● Action item
Which lines run from the line with "positive clicks: (263, 155)" through the line with "box: [336, 18, 499, 184]" in the entries below? Print them exactly, both ends included, and nothing more.

● Information supplied
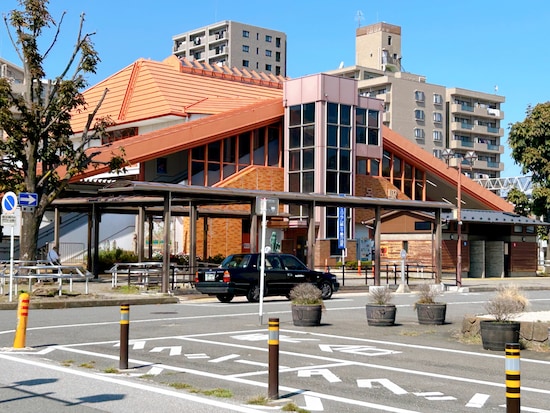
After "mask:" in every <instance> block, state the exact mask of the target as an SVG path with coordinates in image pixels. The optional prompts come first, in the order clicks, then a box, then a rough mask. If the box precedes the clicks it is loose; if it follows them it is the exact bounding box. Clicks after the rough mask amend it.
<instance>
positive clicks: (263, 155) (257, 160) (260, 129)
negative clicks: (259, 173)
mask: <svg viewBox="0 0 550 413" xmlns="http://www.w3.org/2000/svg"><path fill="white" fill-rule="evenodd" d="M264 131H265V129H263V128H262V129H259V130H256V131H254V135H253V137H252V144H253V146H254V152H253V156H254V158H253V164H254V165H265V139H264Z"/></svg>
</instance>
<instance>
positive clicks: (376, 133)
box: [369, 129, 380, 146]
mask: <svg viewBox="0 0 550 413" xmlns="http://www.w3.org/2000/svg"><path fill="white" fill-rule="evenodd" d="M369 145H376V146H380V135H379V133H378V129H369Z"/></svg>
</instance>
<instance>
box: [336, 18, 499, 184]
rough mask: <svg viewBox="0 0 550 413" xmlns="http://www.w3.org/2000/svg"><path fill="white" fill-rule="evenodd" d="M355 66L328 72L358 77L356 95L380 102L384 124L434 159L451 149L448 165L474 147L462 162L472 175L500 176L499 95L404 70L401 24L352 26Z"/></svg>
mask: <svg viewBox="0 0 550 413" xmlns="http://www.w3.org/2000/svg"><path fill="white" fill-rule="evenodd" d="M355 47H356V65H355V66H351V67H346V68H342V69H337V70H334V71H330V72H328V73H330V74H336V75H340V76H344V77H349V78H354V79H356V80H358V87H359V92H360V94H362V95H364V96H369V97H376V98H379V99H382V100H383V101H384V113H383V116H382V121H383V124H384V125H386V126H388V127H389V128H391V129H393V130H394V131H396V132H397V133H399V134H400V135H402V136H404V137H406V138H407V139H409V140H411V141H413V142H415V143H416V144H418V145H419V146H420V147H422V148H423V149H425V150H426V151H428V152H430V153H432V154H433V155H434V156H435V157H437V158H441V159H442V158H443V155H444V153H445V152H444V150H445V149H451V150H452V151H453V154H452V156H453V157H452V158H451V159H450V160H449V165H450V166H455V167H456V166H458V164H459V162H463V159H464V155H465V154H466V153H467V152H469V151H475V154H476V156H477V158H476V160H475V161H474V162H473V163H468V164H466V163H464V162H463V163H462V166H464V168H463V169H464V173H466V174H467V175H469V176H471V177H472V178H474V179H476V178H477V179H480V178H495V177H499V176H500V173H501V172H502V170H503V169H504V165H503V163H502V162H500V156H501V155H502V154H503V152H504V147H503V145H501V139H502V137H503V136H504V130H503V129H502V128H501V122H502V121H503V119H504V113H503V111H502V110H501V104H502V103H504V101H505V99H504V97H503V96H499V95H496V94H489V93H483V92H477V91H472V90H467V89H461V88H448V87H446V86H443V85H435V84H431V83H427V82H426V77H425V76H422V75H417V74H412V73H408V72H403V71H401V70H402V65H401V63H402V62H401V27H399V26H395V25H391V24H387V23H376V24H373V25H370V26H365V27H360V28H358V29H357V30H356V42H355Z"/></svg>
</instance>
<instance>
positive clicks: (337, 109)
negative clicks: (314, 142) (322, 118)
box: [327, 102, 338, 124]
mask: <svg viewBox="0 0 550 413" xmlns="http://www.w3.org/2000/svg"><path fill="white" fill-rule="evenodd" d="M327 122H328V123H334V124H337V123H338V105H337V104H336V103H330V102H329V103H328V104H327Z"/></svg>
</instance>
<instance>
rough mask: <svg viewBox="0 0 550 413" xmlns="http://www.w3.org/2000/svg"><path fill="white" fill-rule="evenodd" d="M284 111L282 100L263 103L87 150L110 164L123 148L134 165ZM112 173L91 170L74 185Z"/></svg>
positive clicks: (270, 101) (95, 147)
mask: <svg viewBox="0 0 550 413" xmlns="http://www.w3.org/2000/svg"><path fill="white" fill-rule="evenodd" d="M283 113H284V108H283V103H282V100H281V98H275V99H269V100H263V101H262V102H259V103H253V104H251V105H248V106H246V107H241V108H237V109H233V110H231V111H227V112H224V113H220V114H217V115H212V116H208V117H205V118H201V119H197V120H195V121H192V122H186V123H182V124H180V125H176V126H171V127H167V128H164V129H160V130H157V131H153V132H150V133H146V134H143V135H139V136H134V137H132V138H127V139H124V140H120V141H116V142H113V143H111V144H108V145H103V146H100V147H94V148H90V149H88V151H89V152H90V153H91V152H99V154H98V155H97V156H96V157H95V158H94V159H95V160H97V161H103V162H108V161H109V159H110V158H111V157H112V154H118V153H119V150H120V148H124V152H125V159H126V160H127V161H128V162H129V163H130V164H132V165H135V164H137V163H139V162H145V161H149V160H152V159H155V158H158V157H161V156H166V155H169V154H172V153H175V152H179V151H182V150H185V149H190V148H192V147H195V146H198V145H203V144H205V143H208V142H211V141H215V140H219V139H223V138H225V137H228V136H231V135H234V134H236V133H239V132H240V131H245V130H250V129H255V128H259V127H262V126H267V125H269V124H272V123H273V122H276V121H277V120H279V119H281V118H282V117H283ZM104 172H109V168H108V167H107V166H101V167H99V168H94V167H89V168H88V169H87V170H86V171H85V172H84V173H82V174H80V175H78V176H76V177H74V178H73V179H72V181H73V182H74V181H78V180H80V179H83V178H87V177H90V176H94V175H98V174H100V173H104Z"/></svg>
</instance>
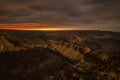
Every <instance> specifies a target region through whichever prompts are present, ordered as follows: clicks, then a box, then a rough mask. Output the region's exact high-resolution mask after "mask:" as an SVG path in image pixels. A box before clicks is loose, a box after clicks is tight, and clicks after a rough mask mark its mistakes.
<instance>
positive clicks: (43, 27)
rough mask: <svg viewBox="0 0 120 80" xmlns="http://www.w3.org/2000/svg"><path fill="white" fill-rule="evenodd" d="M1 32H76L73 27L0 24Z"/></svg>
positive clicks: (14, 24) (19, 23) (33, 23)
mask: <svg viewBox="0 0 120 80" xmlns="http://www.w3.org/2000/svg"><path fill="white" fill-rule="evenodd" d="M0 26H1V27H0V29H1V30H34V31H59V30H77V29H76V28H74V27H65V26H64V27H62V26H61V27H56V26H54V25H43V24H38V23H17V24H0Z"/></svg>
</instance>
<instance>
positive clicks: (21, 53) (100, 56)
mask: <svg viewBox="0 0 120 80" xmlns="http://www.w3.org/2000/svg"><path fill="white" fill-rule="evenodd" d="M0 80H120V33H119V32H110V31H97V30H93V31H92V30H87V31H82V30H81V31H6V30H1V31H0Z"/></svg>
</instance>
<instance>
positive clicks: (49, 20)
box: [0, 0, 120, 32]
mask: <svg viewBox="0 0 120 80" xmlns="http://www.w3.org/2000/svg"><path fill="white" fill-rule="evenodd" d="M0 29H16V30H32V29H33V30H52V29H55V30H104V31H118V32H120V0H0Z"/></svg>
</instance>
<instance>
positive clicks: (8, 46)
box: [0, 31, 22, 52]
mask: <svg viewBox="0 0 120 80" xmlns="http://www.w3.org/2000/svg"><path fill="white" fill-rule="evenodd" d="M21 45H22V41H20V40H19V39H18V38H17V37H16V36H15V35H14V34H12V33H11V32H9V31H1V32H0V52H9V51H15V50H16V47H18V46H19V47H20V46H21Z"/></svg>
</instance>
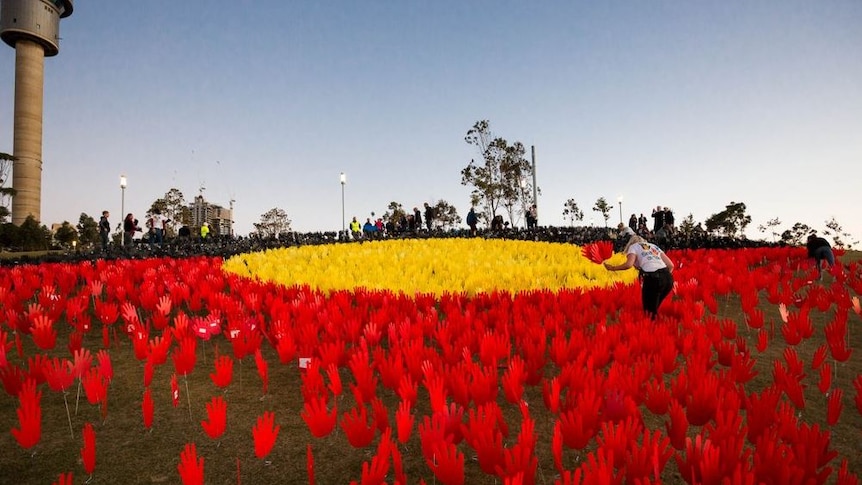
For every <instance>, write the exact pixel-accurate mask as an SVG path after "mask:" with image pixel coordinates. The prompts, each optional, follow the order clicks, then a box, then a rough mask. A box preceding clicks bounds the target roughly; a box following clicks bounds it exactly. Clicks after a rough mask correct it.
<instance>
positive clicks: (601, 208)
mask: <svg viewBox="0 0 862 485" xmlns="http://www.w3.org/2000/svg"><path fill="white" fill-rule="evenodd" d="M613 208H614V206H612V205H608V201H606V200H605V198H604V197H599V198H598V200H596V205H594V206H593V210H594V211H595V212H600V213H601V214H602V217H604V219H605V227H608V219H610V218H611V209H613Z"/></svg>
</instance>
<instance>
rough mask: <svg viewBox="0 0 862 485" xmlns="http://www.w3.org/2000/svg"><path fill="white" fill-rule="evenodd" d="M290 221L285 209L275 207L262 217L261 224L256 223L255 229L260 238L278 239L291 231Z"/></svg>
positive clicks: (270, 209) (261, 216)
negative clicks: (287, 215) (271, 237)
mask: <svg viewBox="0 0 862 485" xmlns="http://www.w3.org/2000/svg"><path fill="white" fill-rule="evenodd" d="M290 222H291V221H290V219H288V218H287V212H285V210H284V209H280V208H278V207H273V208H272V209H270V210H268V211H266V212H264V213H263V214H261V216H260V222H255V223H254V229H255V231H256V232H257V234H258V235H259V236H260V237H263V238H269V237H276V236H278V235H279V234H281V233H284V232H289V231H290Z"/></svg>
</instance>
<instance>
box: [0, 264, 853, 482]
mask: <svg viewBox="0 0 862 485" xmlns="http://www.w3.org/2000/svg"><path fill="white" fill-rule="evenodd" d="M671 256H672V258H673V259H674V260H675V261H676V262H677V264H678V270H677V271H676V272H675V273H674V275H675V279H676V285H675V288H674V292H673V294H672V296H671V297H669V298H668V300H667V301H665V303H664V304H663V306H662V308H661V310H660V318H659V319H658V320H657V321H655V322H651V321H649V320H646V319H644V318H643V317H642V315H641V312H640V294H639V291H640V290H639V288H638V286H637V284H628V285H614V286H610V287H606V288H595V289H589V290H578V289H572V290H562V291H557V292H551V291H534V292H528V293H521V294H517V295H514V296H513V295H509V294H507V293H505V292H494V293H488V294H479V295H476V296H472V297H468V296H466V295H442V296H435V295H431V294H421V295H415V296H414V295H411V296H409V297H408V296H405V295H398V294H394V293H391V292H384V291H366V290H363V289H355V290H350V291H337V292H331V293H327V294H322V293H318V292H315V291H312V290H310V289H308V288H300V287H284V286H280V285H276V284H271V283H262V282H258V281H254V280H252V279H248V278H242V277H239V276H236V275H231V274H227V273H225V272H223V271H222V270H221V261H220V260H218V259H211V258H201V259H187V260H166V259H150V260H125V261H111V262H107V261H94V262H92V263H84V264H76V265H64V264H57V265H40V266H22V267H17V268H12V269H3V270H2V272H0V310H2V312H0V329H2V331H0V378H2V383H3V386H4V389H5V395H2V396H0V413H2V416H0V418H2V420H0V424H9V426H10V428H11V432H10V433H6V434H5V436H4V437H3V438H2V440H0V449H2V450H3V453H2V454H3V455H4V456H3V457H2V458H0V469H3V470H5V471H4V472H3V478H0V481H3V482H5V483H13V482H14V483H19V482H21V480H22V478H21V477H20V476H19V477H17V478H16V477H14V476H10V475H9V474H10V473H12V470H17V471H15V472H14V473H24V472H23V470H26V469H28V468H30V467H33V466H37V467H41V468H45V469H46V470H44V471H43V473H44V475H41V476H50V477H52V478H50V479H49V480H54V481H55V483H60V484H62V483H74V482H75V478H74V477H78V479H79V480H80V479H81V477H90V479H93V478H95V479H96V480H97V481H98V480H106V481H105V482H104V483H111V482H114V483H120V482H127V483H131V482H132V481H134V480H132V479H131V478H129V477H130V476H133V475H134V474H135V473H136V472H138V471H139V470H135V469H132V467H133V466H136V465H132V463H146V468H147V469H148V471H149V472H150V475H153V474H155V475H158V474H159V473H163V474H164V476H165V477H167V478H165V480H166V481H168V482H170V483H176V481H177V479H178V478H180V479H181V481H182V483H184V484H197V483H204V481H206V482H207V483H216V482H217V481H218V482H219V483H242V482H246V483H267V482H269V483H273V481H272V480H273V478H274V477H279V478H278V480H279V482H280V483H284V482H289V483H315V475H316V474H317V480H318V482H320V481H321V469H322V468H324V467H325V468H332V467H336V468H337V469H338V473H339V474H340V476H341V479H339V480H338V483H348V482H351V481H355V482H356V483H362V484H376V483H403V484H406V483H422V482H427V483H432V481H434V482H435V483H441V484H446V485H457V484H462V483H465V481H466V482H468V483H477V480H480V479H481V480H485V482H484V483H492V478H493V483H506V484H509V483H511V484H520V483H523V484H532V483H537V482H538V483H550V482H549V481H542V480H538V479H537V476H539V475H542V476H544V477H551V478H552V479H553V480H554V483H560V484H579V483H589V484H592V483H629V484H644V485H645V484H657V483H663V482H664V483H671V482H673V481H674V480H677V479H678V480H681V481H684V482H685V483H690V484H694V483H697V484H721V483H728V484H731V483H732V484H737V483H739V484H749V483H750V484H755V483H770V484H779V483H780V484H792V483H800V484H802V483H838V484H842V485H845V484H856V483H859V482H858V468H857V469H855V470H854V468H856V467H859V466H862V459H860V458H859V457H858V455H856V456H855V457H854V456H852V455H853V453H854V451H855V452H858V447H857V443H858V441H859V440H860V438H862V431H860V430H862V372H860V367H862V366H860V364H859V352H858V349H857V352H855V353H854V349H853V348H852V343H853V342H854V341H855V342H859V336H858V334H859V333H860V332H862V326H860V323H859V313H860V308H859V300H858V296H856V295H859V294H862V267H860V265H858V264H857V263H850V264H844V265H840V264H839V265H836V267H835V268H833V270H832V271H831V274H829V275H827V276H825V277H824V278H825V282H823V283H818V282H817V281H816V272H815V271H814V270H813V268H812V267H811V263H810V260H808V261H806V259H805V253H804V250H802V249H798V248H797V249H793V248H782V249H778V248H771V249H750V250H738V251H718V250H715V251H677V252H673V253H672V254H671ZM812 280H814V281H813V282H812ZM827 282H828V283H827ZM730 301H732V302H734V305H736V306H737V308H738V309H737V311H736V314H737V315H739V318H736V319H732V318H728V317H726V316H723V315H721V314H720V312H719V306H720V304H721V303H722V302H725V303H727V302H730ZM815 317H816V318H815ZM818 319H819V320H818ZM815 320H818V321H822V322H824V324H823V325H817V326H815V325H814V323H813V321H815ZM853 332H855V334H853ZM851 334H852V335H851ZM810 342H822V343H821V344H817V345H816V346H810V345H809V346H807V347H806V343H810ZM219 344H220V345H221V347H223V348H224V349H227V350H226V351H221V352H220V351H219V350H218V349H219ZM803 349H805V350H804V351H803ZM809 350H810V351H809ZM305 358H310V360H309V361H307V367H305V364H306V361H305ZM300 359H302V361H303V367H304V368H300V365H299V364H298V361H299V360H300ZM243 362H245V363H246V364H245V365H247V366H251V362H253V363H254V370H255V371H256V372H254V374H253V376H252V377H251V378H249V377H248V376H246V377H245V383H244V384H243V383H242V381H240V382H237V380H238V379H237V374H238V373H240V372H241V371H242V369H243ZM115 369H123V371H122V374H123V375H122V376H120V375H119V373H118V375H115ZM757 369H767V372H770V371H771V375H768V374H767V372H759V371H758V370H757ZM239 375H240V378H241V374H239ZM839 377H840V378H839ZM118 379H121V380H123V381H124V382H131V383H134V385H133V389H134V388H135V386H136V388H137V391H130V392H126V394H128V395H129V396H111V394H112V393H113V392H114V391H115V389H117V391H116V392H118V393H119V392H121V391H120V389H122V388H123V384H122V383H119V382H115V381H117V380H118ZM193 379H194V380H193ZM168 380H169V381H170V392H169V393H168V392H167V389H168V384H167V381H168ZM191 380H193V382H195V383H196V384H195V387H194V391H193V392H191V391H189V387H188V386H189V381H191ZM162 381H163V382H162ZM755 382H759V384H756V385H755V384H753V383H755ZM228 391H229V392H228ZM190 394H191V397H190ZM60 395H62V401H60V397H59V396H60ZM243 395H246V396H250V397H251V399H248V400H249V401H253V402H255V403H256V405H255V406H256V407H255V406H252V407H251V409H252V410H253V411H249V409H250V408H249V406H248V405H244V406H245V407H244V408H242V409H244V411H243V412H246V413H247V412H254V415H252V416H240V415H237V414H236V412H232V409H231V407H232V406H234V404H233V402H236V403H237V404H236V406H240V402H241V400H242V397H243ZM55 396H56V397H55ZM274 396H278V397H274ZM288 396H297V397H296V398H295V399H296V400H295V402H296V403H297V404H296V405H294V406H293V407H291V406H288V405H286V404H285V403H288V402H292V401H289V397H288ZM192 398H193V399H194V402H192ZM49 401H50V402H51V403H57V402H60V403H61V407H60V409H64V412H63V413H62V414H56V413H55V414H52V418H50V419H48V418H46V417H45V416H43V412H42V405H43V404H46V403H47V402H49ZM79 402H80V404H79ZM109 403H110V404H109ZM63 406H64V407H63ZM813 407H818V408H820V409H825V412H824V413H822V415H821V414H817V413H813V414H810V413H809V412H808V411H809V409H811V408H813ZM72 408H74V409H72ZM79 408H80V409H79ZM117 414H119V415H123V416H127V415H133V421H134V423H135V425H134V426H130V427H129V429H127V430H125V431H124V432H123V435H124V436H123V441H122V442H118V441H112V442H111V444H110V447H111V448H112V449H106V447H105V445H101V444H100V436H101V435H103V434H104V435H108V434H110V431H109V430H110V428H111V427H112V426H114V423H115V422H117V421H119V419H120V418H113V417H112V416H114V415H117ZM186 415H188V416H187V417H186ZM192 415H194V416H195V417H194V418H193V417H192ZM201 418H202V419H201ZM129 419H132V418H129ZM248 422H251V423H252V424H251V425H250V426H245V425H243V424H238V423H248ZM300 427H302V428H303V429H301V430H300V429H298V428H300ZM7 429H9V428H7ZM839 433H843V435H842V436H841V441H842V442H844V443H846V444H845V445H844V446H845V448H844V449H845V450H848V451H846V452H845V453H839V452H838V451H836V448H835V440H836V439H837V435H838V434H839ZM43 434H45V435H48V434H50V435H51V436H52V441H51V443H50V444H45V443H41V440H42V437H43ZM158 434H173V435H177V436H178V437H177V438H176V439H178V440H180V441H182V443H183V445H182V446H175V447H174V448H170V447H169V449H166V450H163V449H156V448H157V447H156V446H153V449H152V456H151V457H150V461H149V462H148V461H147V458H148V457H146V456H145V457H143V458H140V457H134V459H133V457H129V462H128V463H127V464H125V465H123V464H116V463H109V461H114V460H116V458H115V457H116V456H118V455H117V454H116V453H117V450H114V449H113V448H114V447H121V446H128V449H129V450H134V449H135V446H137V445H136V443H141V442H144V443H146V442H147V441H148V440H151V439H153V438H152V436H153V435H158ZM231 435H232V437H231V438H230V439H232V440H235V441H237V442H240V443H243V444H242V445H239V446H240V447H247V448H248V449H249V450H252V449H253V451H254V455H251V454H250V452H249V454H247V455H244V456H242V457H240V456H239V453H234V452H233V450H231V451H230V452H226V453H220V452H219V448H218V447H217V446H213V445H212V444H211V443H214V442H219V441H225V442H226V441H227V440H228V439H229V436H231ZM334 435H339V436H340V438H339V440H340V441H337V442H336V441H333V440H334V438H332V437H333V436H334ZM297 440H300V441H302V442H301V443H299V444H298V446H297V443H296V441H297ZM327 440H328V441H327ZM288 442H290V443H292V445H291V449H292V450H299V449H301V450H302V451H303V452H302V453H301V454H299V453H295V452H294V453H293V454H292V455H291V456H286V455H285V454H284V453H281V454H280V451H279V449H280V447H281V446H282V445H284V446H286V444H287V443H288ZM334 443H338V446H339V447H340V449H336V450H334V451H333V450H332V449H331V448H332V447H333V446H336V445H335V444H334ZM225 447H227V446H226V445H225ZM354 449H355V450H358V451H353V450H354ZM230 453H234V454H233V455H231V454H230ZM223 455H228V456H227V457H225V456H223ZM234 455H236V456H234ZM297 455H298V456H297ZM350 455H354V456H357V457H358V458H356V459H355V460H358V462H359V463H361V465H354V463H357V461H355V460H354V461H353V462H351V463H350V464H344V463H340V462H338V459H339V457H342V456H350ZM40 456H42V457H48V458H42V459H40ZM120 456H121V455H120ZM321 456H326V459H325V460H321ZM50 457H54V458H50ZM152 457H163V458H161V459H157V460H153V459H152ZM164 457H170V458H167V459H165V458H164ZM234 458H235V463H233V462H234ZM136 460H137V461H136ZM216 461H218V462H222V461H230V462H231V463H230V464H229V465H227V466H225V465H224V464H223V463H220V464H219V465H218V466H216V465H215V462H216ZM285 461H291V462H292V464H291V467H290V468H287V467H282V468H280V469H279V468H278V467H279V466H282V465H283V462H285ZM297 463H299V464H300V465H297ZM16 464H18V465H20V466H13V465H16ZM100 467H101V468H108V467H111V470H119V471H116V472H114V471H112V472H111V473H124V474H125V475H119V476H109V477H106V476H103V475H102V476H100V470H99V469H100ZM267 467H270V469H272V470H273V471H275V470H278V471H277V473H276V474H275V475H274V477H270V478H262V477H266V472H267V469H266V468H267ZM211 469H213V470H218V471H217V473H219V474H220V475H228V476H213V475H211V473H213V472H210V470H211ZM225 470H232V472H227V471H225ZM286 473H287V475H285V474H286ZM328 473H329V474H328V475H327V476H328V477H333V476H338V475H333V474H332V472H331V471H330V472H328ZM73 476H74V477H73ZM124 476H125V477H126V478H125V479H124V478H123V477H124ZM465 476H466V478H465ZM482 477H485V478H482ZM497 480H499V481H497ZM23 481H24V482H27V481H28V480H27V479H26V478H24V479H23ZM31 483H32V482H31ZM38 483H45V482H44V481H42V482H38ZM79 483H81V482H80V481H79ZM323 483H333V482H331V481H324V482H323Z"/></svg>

● Response to this task
positive clicks: (263, 155) (257, 160) (260, 129)
negative clicks: (259, 173)
mask: <svg viewBox="0 0 550 413" xmlns="http://www.w3.org/2000/svg"><path fill="white" fill-rule="evenodd" d="M264 131H265V129H263V128H262V129H259V130H256V131H254V135H253V137H252V144H253V146H254V152H253V156H254V158H253V164H254V165H265V139H264Z"/></svg>
</instance>
<instance>
positive clicks: (376, 133)
box: [369, 129, 380, 146]
mask: <svg viewBox="0 0 550 413" xmlns="http://www.w3.org/2000/svg"><path fill="white" fill-rule="evenodd" d="M369 145H376V146H380V135H379V133H378V129H369Z"/></svg>
</instance>
<instance>
box: [336, 18, 499, 184]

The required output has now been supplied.